━━━━━ Articolo

3. APPELLI. DONNE IN NERO: PER RACHEL
[Dalle Donne in nero (per contatti: e-mail: lmorgantini@europarl.eu.int)
riceviamo e diffondiamo]
All'Ambasciata di Israele in Italia
Alla Rappresentanza delle Nazioni Unite in Italia
All'Ambasciata degli Usa in Italia
Al Ministro degli Esteri del governo italiano
Domenica 16 marzo 2003, a Rafah nella striscia di Gaza, un bulldozer
dell'esercito israeliano ha ucciso una giovane attivista del Movimento
Internazionale di Solidarieta' (ISM). Rachel Corry, 23 anni, studentessa, di
nazionalita' statunitense, aveva osato interporre il suo corpo tra la
macchina da guerra di Sharon e una casa palestinese destinata alla
demolizione dalla sommaria giustizia israeliana.
Sono centinaia le case palestinesi demolite negli ultimi due anni, colpevoli
di essere sul tracciato di una nuova strada israeliana o troppo vicine ad
una colonia ebraica o focolare della famiglia di un kamikaze.

━━━━━━━━━━

## Compito assegnato 1:
Risponda alle seguenti domande sull'articolo.
(a) In quale giorno e in quale luogo è stata uccisa Rachel Corry?
(b) Quanti anni aveva e di quale nazionalità era?
(c) Quante case palestinesi risultano demolite negli ultimi due anni?

━━━━━ Elenco da utilizzare

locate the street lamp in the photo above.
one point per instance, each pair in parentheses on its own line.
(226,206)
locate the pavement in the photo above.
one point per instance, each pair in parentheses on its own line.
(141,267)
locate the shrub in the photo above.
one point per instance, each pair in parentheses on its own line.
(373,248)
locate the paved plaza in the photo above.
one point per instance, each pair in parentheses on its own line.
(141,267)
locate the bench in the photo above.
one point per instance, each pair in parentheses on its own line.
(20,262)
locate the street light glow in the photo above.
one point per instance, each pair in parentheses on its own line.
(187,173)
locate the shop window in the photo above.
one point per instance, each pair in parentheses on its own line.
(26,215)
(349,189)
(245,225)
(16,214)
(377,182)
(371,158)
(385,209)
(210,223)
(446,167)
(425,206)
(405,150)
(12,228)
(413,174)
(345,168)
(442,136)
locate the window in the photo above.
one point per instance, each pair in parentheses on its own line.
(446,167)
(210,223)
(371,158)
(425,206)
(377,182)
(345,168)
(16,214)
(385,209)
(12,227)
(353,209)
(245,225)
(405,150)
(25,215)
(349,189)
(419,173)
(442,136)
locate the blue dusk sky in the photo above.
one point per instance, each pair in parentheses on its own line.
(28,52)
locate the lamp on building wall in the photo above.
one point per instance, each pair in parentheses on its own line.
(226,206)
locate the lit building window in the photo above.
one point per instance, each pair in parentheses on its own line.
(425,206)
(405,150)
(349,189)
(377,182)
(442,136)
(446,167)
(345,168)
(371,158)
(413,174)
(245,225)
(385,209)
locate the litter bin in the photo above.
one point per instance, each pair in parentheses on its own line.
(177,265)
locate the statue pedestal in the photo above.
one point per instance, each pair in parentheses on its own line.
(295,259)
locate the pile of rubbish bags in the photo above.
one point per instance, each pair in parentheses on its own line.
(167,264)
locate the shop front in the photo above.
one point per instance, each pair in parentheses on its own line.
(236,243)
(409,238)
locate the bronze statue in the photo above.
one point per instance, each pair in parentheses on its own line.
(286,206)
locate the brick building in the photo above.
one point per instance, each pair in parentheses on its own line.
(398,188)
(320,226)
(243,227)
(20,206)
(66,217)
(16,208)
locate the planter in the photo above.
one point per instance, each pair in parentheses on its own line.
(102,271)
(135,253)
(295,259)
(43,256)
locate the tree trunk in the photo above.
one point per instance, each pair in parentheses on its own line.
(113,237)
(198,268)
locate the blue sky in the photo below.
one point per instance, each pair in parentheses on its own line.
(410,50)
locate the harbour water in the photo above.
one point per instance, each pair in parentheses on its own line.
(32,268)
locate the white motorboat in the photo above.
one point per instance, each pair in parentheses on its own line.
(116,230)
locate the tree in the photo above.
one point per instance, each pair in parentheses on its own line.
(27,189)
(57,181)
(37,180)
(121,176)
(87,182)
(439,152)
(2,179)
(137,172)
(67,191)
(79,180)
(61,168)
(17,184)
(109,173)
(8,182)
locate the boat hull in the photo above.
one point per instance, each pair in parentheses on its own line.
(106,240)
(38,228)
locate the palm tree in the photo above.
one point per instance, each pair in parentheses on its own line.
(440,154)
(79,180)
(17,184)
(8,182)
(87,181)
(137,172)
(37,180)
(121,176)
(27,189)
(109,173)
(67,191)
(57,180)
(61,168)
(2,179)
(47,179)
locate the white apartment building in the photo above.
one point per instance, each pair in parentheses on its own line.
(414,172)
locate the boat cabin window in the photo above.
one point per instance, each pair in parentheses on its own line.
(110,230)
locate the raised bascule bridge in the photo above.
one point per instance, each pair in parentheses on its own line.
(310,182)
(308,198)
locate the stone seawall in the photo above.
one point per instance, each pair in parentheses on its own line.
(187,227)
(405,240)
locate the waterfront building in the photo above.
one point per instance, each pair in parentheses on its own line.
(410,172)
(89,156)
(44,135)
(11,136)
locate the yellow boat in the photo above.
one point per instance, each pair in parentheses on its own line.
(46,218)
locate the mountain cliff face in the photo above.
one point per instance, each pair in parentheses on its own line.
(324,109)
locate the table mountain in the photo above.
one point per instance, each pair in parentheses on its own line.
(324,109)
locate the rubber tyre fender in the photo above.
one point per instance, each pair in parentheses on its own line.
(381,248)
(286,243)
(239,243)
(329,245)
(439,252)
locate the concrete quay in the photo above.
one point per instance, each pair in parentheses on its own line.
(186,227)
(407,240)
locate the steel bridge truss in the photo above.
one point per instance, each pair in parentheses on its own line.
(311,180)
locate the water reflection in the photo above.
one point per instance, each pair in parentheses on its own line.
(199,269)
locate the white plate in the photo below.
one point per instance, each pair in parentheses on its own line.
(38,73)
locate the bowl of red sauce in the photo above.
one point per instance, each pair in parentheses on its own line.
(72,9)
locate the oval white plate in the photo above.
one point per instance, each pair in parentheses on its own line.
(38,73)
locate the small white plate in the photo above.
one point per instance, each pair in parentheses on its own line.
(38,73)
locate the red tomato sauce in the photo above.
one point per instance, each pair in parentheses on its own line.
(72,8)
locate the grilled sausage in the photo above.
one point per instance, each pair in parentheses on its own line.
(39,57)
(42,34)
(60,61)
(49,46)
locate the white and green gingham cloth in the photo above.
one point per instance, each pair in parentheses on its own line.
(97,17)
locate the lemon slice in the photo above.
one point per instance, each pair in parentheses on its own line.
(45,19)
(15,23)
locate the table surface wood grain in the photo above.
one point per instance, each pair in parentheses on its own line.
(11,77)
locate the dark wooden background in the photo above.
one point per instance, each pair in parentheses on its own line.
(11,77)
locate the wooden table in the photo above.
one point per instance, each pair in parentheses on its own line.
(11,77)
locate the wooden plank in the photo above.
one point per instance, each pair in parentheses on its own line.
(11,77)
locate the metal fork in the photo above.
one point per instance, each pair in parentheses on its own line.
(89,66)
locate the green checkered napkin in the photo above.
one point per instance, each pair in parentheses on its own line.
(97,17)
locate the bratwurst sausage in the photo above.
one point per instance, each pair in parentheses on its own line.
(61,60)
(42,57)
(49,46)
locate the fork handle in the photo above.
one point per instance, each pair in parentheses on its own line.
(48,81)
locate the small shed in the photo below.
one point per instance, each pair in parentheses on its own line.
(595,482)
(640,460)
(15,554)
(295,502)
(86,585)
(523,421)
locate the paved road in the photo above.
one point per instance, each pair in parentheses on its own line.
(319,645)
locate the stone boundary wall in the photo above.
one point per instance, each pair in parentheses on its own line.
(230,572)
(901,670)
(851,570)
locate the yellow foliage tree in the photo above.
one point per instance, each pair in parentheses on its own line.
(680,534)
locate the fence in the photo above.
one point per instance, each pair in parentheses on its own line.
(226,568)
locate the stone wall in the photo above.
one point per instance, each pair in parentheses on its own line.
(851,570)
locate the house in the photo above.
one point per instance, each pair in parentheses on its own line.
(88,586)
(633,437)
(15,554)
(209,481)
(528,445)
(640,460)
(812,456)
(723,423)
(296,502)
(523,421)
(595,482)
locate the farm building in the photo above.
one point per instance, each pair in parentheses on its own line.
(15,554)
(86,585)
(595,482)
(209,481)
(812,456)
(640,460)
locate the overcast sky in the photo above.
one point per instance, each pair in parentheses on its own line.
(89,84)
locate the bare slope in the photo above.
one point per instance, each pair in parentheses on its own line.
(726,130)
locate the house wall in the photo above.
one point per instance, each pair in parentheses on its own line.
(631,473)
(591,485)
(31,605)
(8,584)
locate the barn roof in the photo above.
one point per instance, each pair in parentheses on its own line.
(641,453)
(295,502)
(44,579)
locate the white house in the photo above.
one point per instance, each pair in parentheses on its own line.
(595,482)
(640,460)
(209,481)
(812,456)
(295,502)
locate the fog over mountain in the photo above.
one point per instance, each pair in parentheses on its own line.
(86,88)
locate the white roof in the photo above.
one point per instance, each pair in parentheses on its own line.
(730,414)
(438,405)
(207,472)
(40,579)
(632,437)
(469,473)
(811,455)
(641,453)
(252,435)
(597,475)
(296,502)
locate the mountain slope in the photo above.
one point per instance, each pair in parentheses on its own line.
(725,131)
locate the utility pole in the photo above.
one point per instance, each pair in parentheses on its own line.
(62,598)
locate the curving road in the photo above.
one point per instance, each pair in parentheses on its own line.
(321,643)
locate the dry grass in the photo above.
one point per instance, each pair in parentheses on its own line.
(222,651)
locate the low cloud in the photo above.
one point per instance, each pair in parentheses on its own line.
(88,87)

━━━━━━━━━━

## Compito assegnato 2:
Determini quante righe dell'elenco contengono la stringa "white", tenendo conto di maiuscole e minuscole, e riporti soltanto il numero.

## Risultato dell'esercizio 1:
(a) Domenica 16 marzo 2003, a Rafah nella striscia di Gaza.
(b) Aveva 23 anni ed era di nazionalità statunitense.
(c) Centinaia.

## Risultato dell'esercizio 2:
8